● To be done: Copy the lines verbatim, beginning with the line that contains "the glass panel" and continuing through the end of the data, and only those lines.

● Information given:

· · ·

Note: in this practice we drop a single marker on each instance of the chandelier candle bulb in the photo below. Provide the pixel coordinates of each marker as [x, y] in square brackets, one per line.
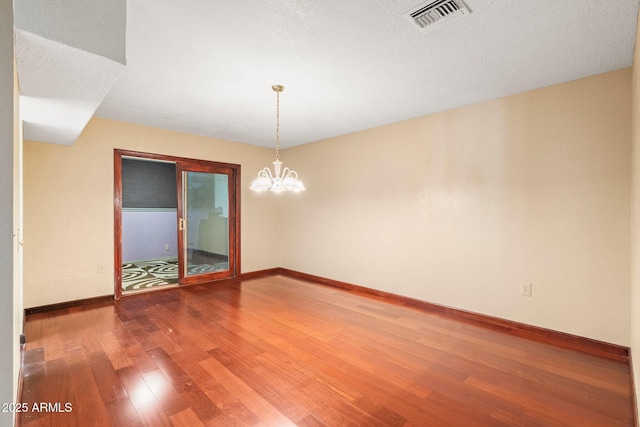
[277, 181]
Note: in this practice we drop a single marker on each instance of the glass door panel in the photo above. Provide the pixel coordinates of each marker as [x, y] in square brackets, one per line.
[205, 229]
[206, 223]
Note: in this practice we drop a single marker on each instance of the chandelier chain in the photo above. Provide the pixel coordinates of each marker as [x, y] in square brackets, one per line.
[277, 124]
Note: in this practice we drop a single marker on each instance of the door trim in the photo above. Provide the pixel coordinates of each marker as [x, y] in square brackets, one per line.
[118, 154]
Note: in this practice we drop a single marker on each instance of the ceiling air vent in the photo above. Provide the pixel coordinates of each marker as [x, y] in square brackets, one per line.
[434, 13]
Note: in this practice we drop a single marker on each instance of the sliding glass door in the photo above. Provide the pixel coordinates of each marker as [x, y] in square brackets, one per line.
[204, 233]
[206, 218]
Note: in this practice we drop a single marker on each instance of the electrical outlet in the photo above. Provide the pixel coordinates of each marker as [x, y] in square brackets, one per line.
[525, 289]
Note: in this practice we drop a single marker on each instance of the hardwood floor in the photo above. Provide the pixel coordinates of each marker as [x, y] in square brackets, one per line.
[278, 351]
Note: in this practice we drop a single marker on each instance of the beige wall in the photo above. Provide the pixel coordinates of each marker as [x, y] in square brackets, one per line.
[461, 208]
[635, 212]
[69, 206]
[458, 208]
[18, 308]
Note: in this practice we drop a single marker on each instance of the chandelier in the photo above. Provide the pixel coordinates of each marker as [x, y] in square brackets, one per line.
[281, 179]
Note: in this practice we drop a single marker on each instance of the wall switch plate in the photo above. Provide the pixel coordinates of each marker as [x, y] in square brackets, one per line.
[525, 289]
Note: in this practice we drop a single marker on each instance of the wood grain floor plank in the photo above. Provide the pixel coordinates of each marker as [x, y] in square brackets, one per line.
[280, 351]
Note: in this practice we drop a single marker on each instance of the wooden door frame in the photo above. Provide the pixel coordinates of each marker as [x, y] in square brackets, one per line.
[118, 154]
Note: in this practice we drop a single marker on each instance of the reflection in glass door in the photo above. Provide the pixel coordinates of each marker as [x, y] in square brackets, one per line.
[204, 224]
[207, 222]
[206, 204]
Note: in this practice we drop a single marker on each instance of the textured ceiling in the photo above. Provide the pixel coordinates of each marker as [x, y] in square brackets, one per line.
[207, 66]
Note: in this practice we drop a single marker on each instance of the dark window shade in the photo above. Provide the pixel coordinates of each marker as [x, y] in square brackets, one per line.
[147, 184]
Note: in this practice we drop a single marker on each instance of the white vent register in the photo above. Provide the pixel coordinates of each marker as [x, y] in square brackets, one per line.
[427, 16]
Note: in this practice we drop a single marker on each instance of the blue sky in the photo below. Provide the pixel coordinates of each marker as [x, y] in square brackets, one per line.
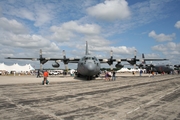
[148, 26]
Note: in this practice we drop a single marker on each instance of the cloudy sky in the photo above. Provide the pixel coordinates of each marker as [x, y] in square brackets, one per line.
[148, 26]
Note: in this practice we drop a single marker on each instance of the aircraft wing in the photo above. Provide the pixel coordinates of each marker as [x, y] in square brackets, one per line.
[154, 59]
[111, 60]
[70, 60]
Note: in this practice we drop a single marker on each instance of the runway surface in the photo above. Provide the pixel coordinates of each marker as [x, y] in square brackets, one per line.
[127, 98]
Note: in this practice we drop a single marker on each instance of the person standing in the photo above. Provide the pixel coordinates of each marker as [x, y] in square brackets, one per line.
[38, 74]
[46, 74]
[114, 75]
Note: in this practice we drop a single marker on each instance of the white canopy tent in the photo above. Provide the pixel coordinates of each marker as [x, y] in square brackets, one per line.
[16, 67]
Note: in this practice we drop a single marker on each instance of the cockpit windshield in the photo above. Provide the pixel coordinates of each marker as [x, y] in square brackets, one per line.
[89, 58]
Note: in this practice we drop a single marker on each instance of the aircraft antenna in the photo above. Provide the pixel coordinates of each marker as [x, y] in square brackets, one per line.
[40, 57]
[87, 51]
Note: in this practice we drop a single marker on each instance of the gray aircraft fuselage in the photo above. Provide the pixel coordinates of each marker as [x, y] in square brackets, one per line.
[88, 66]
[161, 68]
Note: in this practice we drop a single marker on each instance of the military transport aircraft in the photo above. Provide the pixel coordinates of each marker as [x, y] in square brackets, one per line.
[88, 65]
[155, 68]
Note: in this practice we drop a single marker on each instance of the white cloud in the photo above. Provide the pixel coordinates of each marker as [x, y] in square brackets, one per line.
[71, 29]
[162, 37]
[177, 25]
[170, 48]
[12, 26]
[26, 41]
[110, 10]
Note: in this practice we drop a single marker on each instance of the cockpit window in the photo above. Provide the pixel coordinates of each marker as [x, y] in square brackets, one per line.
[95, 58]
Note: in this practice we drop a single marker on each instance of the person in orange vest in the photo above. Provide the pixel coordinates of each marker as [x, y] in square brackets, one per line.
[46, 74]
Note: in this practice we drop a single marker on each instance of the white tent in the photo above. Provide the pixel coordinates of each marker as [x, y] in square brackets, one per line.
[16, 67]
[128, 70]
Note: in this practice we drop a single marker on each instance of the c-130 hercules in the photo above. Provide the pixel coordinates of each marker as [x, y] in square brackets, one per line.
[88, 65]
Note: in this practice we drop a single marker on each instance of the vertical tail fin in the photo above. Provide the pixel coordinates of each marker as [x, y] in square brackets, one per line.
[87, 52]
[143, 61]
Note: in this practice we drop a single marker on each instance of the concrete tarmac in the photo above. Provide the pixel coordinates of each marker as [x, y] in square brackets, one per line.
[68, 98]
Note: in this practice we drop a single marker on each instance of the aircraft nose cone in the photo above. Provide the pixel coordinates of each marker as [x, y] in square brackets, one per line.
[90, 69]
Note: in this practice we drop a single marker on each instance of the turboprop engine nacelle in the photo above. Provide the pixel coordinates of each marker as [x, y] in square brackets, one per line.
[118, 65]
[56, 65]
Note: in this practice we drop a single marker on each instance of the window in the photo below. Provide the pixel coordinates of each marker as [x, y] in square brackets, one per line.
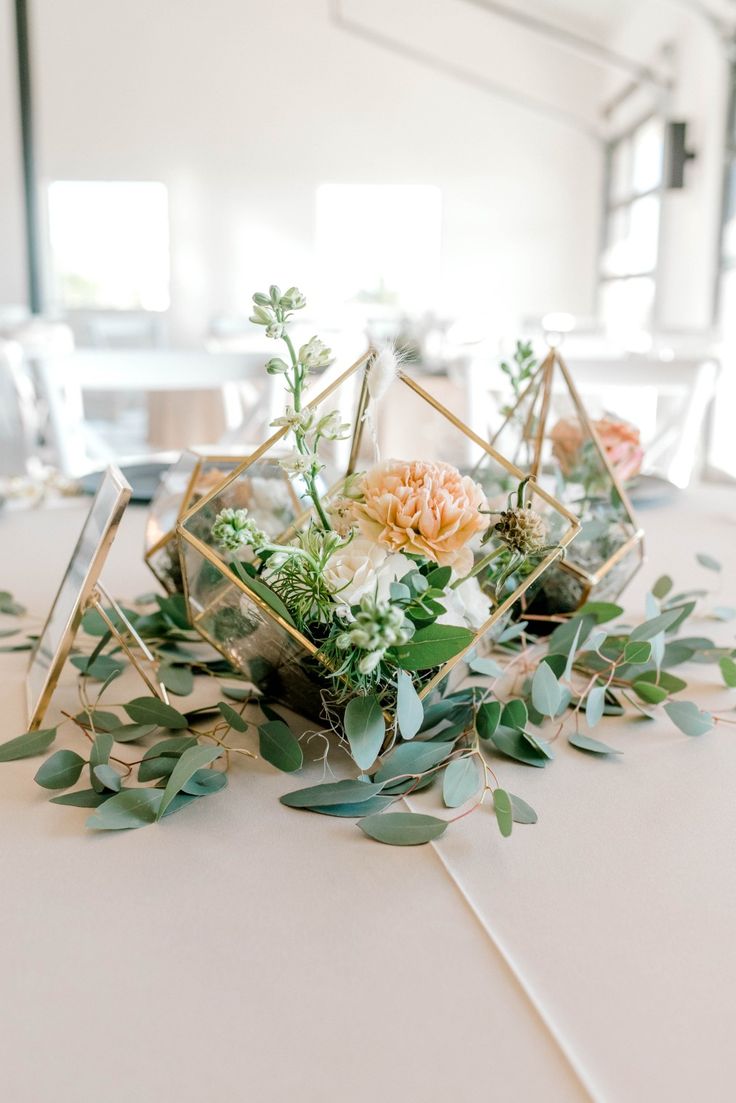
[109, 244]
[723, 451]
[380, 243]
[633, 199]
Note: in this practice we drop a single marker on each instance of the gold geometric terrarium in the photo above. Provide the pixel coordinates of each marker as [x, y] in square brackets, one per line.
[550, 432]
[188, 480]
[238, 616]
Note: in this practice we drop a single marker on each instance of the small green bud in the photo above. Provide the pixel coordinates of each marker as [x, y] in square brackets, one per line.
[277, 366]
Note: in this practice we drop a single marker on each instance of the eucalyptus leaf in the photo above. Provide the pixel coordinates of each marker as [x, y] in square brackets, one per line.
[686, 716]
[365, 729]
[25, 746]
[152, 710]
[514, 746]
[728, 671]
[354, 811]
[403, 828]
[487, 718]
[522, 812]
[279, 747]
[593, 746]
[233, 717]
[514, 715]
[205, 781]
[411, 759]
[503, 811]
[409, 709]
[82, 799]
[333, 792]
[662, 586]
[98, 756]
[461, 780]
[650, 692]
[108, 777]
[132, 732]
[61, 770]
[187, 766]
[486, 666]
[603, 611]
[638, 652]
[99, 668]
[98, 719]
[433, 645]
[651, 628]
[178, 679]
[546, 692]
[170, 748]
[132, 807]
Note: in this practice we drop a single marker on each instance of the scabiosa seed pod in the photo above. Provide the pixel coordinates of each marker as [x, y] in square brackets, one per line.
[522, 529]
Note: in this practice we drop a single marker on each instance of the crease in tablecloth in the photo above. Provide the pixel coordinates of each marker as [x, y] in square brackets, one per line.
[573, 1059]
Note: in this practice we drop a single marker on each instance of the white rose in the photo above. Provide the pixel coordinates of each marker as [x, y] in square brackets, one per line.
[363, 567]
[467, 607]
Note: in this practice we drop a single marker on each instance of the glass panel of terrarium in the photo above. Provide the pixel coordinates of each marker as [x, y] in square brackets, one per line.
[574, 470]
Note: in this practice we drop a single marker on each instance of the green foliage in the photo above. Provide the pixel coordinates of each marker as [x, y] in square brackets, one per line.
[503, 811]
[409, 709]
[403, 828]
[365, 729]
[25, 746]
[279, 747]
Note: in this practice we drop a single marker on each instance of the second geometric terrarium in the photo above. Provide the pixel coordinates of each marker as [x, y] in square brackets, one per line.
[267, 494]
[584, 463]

· · ·

● Exercise result:
Note: in this practice we drop a single marker on each instance of the glass panel of terrarium in the photo above. Provide the pixel coordinates of each marker as [x, y] in square brackets, one per line.
[574, 470]
Note: in this practice we drop a single marker on each instance of the green foliage in the photo above. Provide the pixel coordinates of each marker as [x, y] in square brackets, one per line.
[503, 811]
[409, 709]
[403, 828]
[365, 729]
[25, 746]
[279, 747]
Note: in this practice we drop a single marker on each instance of the second geometric terrarium in the photo above. Provide the pixel coordinates of each marker as [x, y] in square brackets, one per line.
[267, 494]
[584, 463]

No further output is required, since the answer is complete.